Quoted passage below:

The ORF and UTR data sets and the Colubridae phylogeny
From
the FLc-Capture sequencing data, we extracted a total of 1,075 ORFs and
1,948 UTRs that have passed our filtering criteria (mean sequencing
depth > 5 and containing at least seventeen taxa) and can
be used for phylogenetic analysis.
A
summary of data characteristics for ORFs and UTRs, including length,
taxa occupancy, GC content (the average GC content at the third codon
position for each ORF and average full GC content for each UTR),
percentage of missing data, is given in Appendix S4. The lengths of ORF
alignments range from 168 to 9,063 bp (average = 760 bp) and the lengths
of UTR alignments range from 107 to 3,011 bp (average = 572 bp) (Fig.
6a). In general, the UTRs have lower
mean GC content and lower GC content variation (among genes and among
species) than the ORFs (Fig. 6b). The UTR alignments have a higher
pairwise distance than the ORF alignments, consistent with the
expectation that noncoding sequences evolve more rapidly than coding
sequences (Fig. 6c).
Multidimensional
scaling plots of the RF-distance among genes (Fig. 6d) indicated that
the ORF gene trees were more similar to each other compared with the UTR
gene trees, but phylogenetic signals among ORFs or UTRs are overall
rather congruent.

End of Quoted passage.
Stored data below:

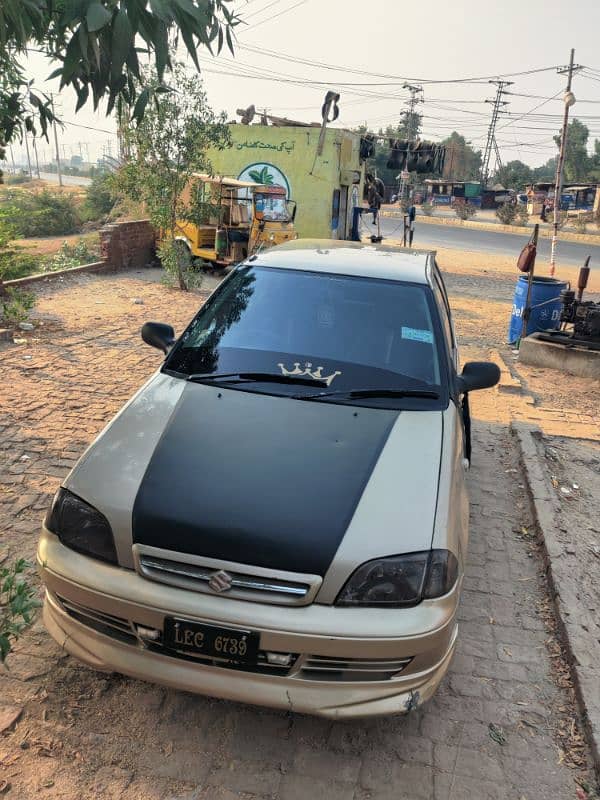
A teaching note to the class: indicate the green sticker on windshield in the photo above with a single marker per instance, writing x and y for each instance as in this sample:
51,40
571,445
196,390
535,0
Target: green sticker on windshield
417,335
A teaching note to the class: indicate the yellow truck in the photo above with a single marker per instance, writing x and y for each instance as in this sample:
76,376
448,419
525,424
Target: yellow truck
234,219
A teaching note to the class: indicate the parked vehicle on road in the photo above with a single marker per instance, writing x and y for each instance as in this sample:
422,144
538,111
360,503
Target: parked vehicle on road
279,516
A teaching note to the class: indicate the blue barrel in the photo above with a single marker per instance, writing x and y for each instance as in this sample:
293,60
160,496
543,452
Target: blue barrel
545,306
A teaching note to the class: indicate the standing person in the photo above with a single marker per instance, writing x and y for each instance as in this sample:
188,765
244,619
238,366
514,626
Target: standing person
375,196
412,215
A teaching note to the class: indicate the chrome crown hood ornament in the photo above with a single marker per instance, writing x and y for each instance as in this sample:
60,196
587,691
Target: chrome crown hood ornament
308,372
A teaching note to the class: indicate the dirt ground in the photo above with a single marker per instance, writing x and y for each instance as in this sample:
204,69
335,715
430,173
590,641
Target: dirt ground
84,734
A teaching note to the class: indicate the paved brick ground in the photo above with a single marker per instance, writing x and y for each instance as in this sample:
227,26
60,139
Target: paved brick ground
83,734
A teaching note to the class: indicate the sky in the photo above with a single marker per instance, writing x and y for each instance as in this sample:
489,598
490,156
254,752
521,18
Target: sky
290,52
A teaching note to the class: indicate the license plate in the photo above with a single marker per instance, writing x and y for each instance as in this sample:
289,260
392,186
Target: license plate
211,640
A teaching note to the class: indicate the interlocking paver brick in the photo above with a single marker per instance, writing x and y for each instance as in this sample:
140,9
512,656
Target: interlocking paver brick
116,737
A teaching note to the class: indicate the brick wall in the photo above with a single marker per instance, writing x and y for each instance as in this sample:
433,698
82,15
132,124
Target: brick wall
127,244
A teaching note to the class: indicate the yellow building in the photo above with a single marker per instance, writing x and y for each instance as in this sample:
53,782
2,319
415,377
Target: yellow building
326,187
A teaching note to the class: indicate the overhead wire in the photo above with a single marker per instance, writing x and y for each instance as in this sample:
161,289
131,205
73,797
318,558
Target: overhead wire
275,16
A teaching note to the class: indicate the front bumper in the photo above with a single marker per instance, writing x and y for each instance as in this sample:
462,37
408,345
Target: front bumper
94,611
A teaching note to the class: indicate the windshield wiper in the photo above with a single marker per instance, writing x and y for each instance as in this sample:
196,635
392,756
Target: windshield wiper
359,393
266,377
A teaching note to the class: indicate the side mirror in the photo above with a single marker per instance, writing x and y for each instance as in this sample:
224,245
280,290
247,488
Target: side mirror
478,375
158,335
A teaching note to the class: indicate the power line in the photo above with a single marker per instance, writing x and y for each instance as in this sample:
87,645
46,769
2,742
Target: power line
338,68
275,16
491,143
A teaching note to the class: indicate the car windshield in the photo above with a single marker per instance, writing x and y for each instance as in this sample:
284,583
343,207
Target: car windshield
346,333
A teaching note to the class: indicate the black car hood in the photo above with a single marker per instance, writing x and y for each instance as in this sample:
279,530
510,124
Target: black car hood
256,479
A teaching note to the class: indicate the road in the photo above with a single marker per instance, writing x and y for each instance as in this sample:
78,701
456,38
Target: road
505,244
68,180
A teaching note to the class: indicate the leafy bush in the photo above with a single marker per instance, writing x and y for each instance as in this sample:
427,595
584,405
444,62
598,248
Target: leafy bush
17,604
16,305
581,222
506,213
101,196
13,262
16,180
176,261
521,217
465,210
72,255
43,213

End of Stored data.

- **Complete the following**
**1.** In the passage on the ORF and UTR data sets, what range of lengths do the ORF alignments span?
**2.** Write one more paragraph that picks up the passage on the ORF and UTR data sets and the Colubridae phylogeny right after its final sentence.

- **Your responses**
**1.** From 168 to 9,063 bp, with an average of 760 bp.

**2.**
The concatenated supermatrix of ORFs is 817,164 bp in length and 72.8%
complete by characters, while the concatenated supermatrix of UTRs is
1,114,278 bp in length and 78.2% complete by characters.
The ML trees inferred from the ORF
and UTR data sets are identical and well resolved, with at least 85% of
nodes having > 95% bootstrap (BS) support (Fig. 7).
The
backbone phylogeny among the snake families sampled in this study is
congruent with that reported by many previous studies (e.g., Pyron et
al., 2014; Zheng & Wiens 2015). Within the family Colubridae, we
recognized three major clades: (A) Dipsadinae + Pseudoxenodontinae, (B)
Natricinae, and (C) Sibynophiinae + (Calamariinae + (Ahaetuliinae+
Colubrinae)). These three clades
were repeatedly found in previous studies, but the relationship among
them was not well-supported and different in those studies (Burbrink et
al., 2020; Li et al., 2020; Pyron et al., 2014; Wiens et al., 2012).
For
example, Wiens et al. (2012) used 44 nuclear genes but did not resolve
the relationships among these three clades. Both Pyron et al. (2014) and
Burbrink et al. (2020) used hundreds of AHE loci and resolved the
relationship as (C,(A,B)) (former: weakly supported; BS = 65%, later:
posterior probabilities = 0.88). Li et al. (2020) used 96 mitochondrial
and nuclear genes but found the relationship is (A,(B,C)) (weakly
supported; BS = 46%).
Different
from the previous results, both our ORF and UTR data sets favored a
relationship of (B,(A,C)), and this
result is strongly supported by the ORF data set (BS=100%; Fig. 7).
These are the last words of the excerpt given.